**Stated exercise**
Rewrite the book review starting with "Much of the" and going on through "their predecessors despised.", putting "longing" wherever "nostalgia" appears.

**Page**
================================

Me, Me, Me?: The Search for Community in Post-war England, by Jon Lawrence

Book of the week: A. W. Purdue is impressed by a bold attempt to rethink the relationship between solidarity and ambition

十月 10, 2019
Miners in canteen
Source: Getty

Jon Lawrence sets out to rebut the increasingly popular refrain, summed up by his book’s title, that the sense of community that once characterised much of English society has died out and that we now live as individuals and consumers. Community hasn’t died, he argues, but it has changed, and in many ways for the better. Although it always found room for personal choice, it now makes more space for it, showing that “individualism and community may be polar opposites in social theory, but not in lives as they are actually lived”.

This is an ambitious and wide-ranging book, perhaps too wide in its scope, for there have been and are so many different English societies as to make generalisations dangerous. In practice, Lawrence concentrates on largely working-class communities, but even then the differences between Bethnal Green in east London and the working-class areas of Tyneside or Liverpool are vast. Nevertheless, the central argument of this well-researched and original study is largely convincing.

Much of the book is concerned with debunking the many myths and romantic notions that surround English, and particularly working-class English, society as it existed in the mid-20th century. As the author notes, one problem is nostalgia: from at least the early years of the Industrial Revolution, “cultural critics have been comparing their own fragmented, hedonistic, and selfish times with an earlier age of social harmony and community”. Whereas Coleridge and Ruskin yearned for a past rural society, today’s critics tend to idealise aspects of the very industrial society that their predecessors despised.

Although making considerable use of regional studies, Lawrence recognises a problem: many of them are conducted by people who do not come from the communities studied and, inevitably, bring their own expectations and preferences with them. Their surveys may be based on a vast number of personal views and opinions, but those who draw conclusions from them may well prioritise attitudes and values that conform to their own assumptions. Thus, words and phrases such as “cohesion”, “close-knit” and “mutual support” can come to be seen as positives, while “individualism”, “ambition” and “self-fulfilment” are regarded as their opposites (or even as negatives). Lawrence disputes this interpretation and sums up his purpose as “exploring how people have sought to reconcile the deep-rooted individualism of English popular culture with the urge for social connection through family and community”.

For many of us, the archetypal examples of close-knit communities are probably the mining communities and towns dominated by single industries, where work was the force that pervaded much of social, cultural and domestic life. Social status was determined largely by position in the workplace, with big hewers in mining villages, shipwrights and boilermakers in shipbuilding towns and foundry workers in iron and steel towns forming labour aristocracies. Social life replicated working life, with workers drinking in pubs named after their trade or even in different rooms according to grade, while the timing of holidays was fixed according to the requirements of the industry. Even gender relations were formed by the nature of work: the position of women was very different in cotton towns, where women had worked for generations, from in the north-east, where it was rare for working-class women to work outside the home.

================================

Position identification records
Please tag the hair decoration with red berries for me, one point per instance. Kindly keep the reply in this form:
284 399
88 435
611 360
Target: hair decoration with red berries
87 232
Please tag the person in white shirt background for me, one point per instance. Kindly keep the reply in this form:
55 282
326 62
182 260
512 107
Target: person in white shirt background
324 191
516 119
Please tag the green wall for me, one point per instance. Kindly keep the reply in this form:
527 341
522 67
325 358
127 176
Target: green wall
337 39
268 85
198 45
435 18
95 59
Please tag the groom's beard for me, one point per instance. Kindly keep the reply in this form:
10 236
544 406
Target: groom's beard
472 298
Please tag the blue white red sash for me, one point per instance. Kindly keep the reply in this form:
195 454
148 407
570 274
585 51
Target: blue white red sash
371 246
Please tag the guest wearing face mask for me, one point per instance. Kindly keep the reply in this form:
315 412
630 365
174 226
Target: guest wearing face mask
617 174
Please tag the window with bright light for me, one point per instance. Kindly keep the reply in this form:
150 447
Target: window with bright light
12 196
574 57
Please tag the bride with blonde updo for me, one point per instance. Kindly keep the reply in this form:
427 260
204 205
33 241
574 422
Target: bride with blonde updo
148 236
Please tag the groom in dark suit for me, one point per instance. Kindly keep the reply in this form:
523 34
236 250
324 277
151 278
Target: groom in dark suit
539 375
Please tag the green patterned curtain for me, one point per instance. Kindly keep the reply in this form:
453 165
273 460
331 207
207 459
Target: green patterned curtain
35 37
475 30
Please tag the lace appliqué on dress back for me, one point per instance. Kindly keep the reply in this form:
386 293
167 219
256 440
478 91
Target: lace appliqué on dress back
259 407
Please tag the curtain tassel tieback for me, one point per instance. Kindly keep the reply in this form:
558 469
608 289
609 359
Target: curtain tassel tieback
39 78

================================

**Problem solution**
Much of the book is concerned with debunking the many myths and romantic notions that surround English, and particularly working-class English, society as it existed in the mid-20th century. As the author notes, one problem is longing: from at least the early years of the Industrial Revolution, “cultural critics have been comparing their own fragmented, hedonistic, and selfish times with an earlier age of social harmony and community”. Whereas Coleridge and Ruskin yearned for a past rural society, today’s critics tend to idealise aspects of the very industrial society that their predecessors despised.